Items listed in a dataset:
---

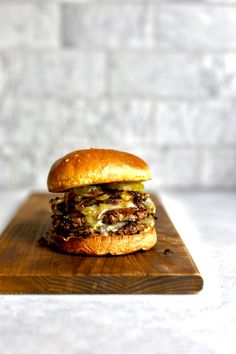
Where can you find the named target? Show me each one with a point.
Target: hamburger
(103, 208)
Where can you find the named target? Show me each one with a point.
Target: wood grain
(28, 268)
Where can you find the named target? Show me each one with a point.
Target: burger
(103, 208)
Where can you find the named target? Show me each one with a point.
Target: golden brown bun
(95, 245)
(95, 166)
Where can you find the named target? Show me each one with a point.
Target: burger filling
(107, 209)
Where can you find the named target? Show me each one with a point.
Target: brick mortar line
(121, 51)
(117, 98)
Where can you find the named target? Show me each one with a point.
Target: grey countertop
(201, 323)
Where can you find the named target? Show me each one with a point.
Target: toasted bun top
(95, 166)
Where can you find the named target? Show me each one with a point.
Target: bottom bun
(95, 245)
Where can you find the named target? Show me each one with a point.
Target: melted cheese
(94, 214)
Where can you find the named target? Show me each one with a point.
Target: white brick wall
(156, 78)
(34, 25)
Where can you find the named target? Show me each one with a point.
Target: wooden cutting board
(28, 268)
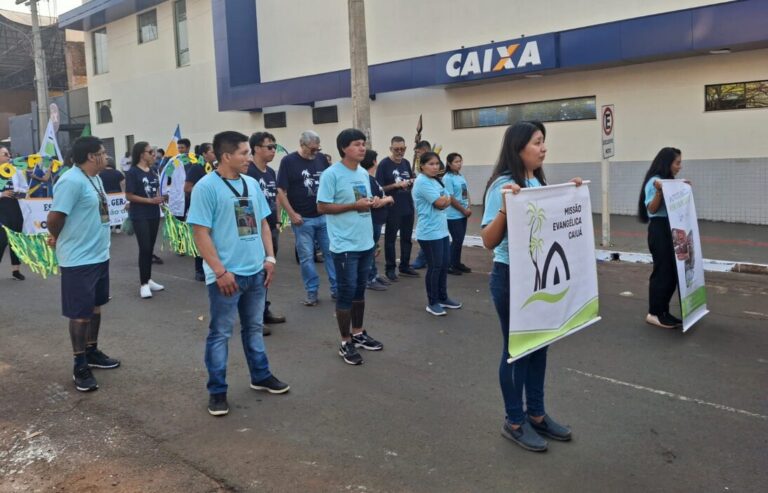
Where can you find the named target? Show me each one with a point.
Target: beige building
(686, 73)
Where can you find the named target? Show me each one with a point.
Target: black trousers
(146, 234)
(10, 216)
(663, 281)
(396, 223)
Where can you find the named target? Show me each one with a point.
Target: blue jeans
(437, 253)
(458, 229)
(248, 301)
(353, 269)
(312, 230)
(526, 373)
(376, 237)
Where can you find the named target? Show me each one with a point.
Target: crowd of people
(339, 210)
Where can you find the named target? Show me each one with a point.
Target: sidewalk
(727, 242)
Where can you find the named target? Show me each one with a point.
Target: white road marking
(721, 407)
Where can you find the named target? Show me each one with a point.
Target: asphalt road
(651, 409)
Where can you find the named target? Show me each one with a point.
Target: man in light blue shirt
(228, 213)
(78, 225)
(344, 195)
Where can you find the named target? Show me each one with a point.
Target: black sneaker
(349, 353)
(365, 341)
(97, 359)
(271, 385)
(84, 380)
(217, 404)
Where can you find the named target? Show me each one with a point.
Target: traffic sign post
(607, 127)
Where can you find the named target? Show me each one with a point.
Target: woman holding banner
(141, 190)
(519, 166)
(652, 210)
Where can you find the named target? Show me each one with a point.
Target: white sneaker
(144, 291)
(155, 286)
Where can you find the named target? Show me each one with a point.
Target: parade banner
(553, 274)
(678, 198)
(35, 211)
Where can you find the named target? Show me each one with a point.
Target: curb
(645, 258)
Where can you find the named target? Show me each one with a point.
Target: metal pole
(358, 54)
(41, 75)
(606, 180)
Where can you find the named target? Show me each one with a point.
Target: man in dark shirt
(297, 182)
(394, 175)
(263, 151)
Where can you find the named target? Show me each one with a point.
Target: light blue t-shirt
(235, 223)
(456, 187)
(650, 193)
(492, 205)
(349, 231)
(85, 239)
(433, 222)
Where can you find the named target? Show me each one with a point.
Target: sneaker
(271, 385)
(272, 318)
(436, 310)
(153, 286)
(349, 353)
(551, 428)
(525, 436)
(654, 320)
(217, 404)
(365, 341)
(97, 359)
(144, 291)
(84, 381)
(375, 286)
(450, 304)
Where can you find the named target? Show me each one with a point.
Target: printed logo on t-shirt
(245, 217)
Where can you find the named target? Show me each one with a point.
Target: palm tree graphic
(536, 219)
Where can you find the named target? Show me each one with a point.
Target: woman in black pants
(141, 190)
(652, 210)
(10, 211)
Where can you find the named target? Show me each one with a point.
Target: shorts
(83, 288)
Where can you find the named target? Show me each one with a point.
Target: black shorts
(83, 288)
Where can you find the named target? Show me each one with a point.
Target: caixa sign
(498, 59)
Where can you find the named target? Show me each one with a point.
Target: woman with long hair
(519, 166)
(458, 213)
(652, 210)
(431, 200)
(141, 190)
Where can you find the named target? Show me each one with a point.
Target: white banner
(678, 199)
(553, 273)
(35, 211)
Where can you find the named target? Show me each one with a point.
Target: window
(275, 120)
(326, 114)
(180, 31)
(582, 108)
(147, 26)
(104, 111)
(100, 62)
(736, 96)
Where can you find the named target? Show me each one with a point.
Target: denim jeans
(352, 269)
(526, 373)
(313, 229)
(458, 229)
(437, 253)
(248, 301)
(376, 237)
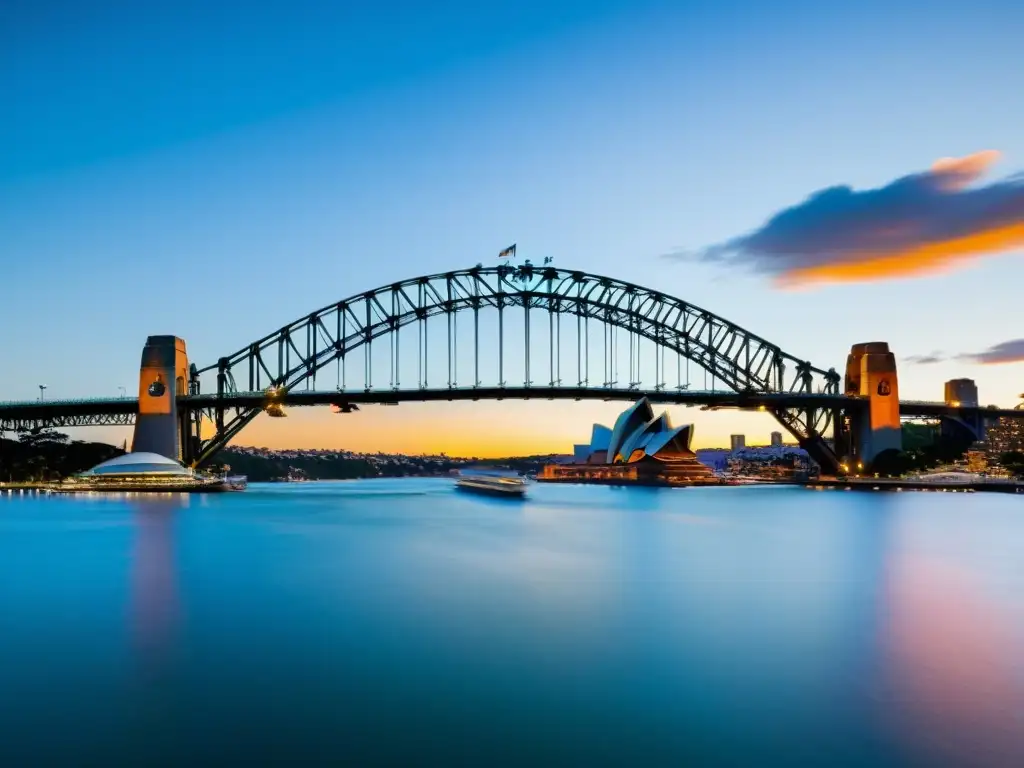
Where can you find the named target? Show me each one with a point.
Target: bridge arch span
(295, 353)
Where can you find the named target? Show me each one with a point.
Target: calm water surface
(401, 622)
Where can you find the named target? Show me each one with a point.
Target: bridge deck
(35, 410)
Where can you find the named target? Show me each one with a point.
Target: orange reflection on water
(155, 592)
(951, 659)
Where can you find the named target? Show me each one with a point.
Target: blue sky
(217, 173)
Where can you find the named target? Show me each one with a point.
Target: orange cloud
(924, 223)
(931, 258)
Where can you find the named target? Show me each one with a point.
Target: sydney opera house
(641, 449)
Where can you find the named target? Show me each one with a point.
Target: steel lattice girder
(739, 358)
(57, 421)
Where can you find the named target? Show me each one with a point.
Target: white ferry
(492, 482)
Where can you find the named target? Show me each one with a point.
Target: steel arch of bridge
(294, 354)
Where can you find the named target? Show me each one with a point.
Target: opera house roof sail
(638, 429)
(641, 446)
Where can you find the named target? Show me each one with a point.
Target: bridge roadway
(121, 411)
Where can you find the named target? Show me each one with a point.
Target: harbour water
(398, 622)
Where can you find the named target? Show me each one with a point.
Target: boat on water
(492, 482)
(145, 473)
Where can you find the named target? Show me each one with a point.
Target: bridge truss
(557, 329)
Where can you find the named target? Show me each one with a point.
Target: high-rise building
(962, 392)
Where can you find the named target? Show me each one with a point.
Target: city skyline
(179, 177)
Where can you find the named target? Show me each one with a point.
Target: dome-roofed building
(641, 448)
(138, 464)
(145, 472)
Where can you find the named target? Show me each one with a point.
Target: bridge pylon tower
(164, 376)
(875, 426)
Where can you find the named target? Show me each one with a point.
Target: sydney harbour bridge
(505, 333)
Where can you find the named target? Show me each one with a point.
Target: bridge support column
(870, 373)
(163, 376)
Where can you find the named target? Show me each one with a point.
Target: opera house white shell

---

:: Assigned task ::
Repeat all entries exactly, pictures excluded.

:: Final answer ::
Where can you find the named target? Show me each one with a point.
Target: hamburger
(103, 208)
Where can you find the named target? Show me each one with a point.
Target: wood grain
(28, 268)
Where can you find the named target? Show me each one with a point.
Target: burger
(103, 208)
Where can you find the named target? Show me each one with a point.
Target: golden brown bun
(95, 245)
(95, 166)
Where can you find the named target? Show me each one with a point.
Target: burger filling
(107, 209)
Where can you find the named target? Show me each one with a point.
Target: brick mortar line
(121, 51)
(117, 98)
Where can you find the named target? Show me each one with a point.
Target: grey countertop
(201, 323)
Where can you find the named target? Show me each one with a point.
Target: toasted bun top
(95, 166)
Where can you find the named target? Show me each one with a point.
Target: bottom bun
(95, 245)
Where can you find the named target? Show me each one with a point.
Target: melted cheese
(94, 214)
Where can you find the named target? Show me each one with a point.
Target: white brick wall
(156, 78)
(34, 25)
Where can you find the named target? Show me each one with a point.
Target: wooden cutting board
(28, 268)
Where can you find the named target? Show me each one with a point.
Target: beige building
(686, 73)
Where can you find the named target? Show me each one with a point.
Target: black trousers
(146, 234)
(10, 216)
(663, 281)
(396, 223)
Where can you find the named target? Show me each one with a point.
Target: blue jeans
(437, 253)
(458, 229)
(248, 301)
(353, 269)
(312, 230)
(526, 373)
(376, 237)
Where can you find the named target? Show me each one with a point.
Target: crowd of people
(339, 210)
Where can you find the named target? Show me each one with a point.
Target: sidewalk
(727, 242)
Where can you find the named target? Show me each one with a point.
Target: white road marking
(721, 407)
Where can you find the named target? Show me each one with a point.
Target: asphalt road
(651, 409)
Where can you find the named target? Show me each one with a point.
Target: man in light blue shirt
(228, 213)
(78, 225)
(344, 195)
Where can you find the named target? Show me each one with a point.
Target: black sneaker
(349, 353)
(365, 341)
(97, 359)
(271, 385)
(84, 380)
(217, 404)
Where can you find the named target? Show me each one with a point.
Target: traffic sign post
(607, 127)
Where can you find the named target? Show me each one with a point.
Target: woman holding banner
(141, 190)
(519, 166)
(652, 210)
Where can you find the named target? Show me each one with a point.
Target: white sneaker
(144, 291)
(155, 286)
Where can you find the named target? Show me each one with a point.
Target: parade banner
(553, 274)
(678, 198)
(35, 211)
Where can you find the named target? Show me each one with a point.
Target: curb
(645, 258)
Where can you find the named target? Show me each one with a point.
Target: metal pole
(358, 54)
(41, 75)
(606, 180)
Where can you find the named target? Show me each one with a point.
Target: man in dark shirt
(297, 182)
(394, 175)
(263, 151)
Where can you find the named target? Show me each one with a point.
Target: light blue t-shirt
(235, 223)
(456, 187)
(650, 193)
(492, 205)
(349, 231)
(85, 239)
(433, 222)
Where can you find the named target? Show me each one with a point.
Target: sneaker
(271, 385)
(272, 318)
(436, 310)
(153, 286)
(349, 353)
(551, 428)
(525, 436)
(654, 320)
(217, 404)
(365, 341)
(97, 359)
(144, 291)
(84, 381)
(375, 286)
(450, 304)
Where can you find the named target? Show me each one with a point.
Target: printed logo on t-shirt
(245, 217)
Where can you find the named target? Show me each one with a point.
Target: palm tree graphic
(536, 219)
Where can you find the named target? Show me each one with a point.
Target: woman in black pants
(141, 190)
(652, 210)
(10, 211)
Where can you find the named target? Show me each one with a point.
Target: shorts
(83, 288)
Where can you find the named target? Show me each one with a point.
Target: black shorts
(83, 288)
Where can you find the named target? Show me each one with a point.
Target: caixa sign
(498, 59)
Where can you find the named target? Show me each one with a point.
Target: woman with long hair
(519, 166)
(458, 213)
(652, 210)
(431, 200)
(141, 190)
Where can you find the named target? Show me each one with a point.
Target: white banner
(678, 199)
(553, 273)
(35, 211)
Where can you find the named target? Show me each one with a point.
Target: window
(275, 120)
(326, 114)
(180, 31)
(582, 108)
(147, 26)
(104, 111)
(100, 62)
(736, 96)
Where can you find the named target? Show me each one with a point.
Target: denim jeans
(352, 269)
(526, 373)
(313, 229)
(458, 229)
(437, 253)
(248, 301)
(376, 237)
Where can you find the named target? Show me each one with a point.
Target: bridge arch span
(295, 353)
Where can you find the named target? Show me each one with a point.
Target: calm water surface
(401, 622)
Where can you find the named target? Show me each one with a point.
Target: bridge deck
(35, 410)
Where can you find the named target? Show me each one with a point.
Target: orange reflection on water
(155, 592)
(951, 659)
Where can you find the named target? Show me each one with a point.
Target: blue sky
(217, 173)
Where can you find the named target? Show me each one with a point.
Target: orange cloud
(924, 223)
(931, 258)
Where can you find the named target? Show me each one with a point.
Target: sydney opera house
(641, 449)
Where can you find the named target? Show me each one with a point.
Target: steel lattice girder
(739, 358)
(57, 421)
Where can you find the named target? Show me each one with a point.
Target: white ferry
(492, 482)
Where can you find the named target? Show me each one with a point.
Target: steel arch of bridge
(294, 354)
Where can you find the named target? Show me each one with a point.
Target: opera house roof sail
(638, 429)
(641, 446)
Where can you find the named target? Show me each one with a point.
Target: bridge roadway
(121, 411)
Where can you find the named target? Show me each one with a point.
Target: harbour water
(398, 622)
Where can you find the named target? Show me each one with a point.
Target: boat on water
(492, 482)
(145, 473)
Where can you find the named target? Show me each one with a point.
Target: bridge truss
(557, 329)
Where can you find the named target? Show me each one with a point.
Target: high-rise building
(962, 392)
Where can you find the named target? Show me each one with a point.
Target: city skyline
(179, 177)
Where can you find the named target? Show me each one with a point.
Target: dome-roofed building
(641, 448)
(138, 464)
(145, 472)
Where can you find the named target? Show me each one with a point.
Target: bridge pylon tower
(164, 376)
(875, 426)
Where can you find the named target? Show me each one with a point.
Target: sydney harbour bridge
(505, 333)
Where can you find the named target? Show me each one with a point.
Target: bridge support column
(870, 373)
(163, 376)
Where can you find the named target? Show me each one with a point.
Target: opera house white shell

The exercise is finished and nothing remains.